- _READING PASSAGE_
↓↓↓

The best chance to get D 11 up anytime soon is for Sea Launch to get up and running again.


----------



## wilbur_the_goose

The net effect for me is the switch to the HR20 is now indefinitely delayed. Looks like NFLST HD will likely be in MPEG-2 again in '07 unless we have better news on the satellite front. To me, this is A-OK. Gives D* more time to get the HR20 to where they want it before a flood of subscribers move over.


----------



## Lags

Wow. The video footage of the explosion is incredible. Glad no one was hurt. I think something like this will definitely delay launch plans by DTV and Echostar.


----------



## THX

Looks like the owner of the satellite released a press release about the loss of their NSS-8:

http://www.newskies.com/pressreleases_420.htm


----------



## directvfreak

This talk about 100 National HD. I really don't care. All I would like is a few more of the popular HD. Starz, National Geographic, A&E and that sort of stuff. If they add 10 HD, I would be happy.


----------



## mw1597

Earl Bonovich said:


> Why?
> 
> Their first SAT wasn't planned for SeaLaunch anyway... it was the second that was.
> 
> Between now and then a lot of things can change.
> 
> Plus.. even with just 1 of the SAT's they can provide a LOT of HD content... maybe not the "capacity" by years end...
> 
> but even if both go up... there still won't be 150 HD networks by years end...


For me this was the last straw. Another unknown regarding when DirecTV will provide additional HD programming. For months I've been on the fence about upgrading my equipment to the DirecTV HD DVR and having a 2 year commitment, or switch to Dish or cable. 
Dish now offers their HD DVR for no upfront cost and no commitment. I'm saying goodbye to DirecTV and hello to Dish (at least for the short term). I'll have HD content now and if DirecTV gets their SAT's up and if their HD content surpasses Dish then I may switch back. IMO there is no incentive to stay with DirecTV and this SAT launch issue may hasten many others to look elsewhere for HD content.

Mike


----------



## RAD

mw1597 said:


> For me this was the last straw. Another unknown regarding when DirecTV will provide additional HD programming. For months I've been on the fence about upgrading my equipment to the DirecTV HD DVR and having a 2 year commitment, or switch to Dish or cable.
> Dish now offers their HD DVR for no upfront cost and no commitment. I'm saying goodbye to DirecTV and hello to Dish (at least for the short term). I'll have HD content now and if DirecTV gets their SAT's up and if their HD content surpasses Dish then I may switch back. IMO there is no incentive to stay with DirecTV and this SAT launch issue may hasten many others to look elsewhere for HD content.
> 
> Mike


Bye Mike.

I just love how people are saying they're going to jump ship because of this while nobody has come from D* and said that this will prevent them from the 100 channels in 2007. Even if D11 doesn't make it this year, that's still 75 national HD channels that they would have the capacity to handle.

↑↑↑

- _STORED ROWS_
↓↓↓

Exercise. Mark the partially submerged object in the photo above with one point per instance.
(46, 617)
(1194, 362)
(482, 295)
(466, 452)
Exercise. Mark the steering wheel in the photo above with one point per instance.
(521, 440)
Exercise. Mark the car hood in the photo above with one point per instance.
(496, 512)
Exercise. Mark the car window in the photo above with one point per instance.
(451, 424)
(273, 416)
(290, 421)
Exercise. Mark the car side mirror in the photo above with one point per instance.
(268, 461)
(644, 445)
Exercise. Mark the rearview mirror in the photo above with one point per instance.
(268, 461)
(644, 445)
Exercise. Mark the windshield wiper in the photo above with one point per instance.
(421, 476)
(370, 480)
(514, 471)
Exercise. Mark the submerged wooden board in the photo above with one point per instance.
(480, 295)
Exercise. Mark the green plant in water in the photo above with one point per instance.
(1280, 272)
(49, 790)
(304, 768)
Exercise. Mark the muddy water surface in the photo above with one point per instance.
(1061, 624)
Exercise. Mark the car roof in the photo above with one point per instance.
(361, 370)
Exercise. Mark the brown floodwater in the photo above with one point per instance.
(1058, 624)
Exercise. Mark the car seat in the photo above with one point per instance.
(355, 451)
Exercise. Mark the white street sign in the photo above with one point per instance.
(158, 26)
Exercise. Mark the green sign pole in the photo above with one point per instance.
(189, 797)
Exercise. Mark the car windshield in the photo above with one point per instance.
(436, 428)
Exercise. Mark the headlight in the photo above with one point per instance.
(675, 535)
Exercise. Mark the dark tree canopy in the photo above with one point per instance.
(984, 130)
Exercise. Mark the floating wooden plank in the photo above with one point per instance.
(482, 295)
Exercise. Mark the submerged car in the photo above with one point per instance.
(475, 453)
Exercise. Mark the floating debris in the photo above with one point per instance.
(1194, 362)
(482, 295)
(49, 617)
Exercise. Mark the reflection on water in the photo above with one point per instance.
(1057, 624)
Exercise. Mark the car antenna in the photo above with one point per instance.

↑↑↑

Pick up the forum thread about the satellite launch failure and DirecTV's HD plans where it stops, and carry it forward. The items aren't needed for this.

Also, E11 was schedule to use SeaLaunch this year also, they had a launch date before D11. So who know what that might do to any plans that E* had for that and additional HD channels, like the RSN's?


----------



## Tom Robertson

mw1597 said:


> For me this was the last straw. Another unknown regarding when DirecTV will provide additional HD programming. For months I've been on the fence about upgrading my equipment to the DirecTV HD DVR and having a 2 year commitment, or switch to Dish or cable.
> Dish now offers their HD DVR for no upfront cost and no commitment. I'm saying goodbye to DirecTV and hello to Dish (at least for the short term). I'll have HD content now and if DirecTV gets their SAT's up and if their HD content surpasses Dish then I may switch back. IMO there is no incentive to stay with DirecTV and this SAT launch issue may hasten many others to look elsewhere for HD content.
> 
> Mike


I'm sorry your frustration has reached this level, but I somewhat understand.

That said, remember Dish is affected by this as well. In fact, perhaps more so than DirecTV--their launch of Echostar X was scheduled on SeaLuanch sooner than DirecTVs. Sea Launch might get up and running again before DirecTV 11 was scheduled to go.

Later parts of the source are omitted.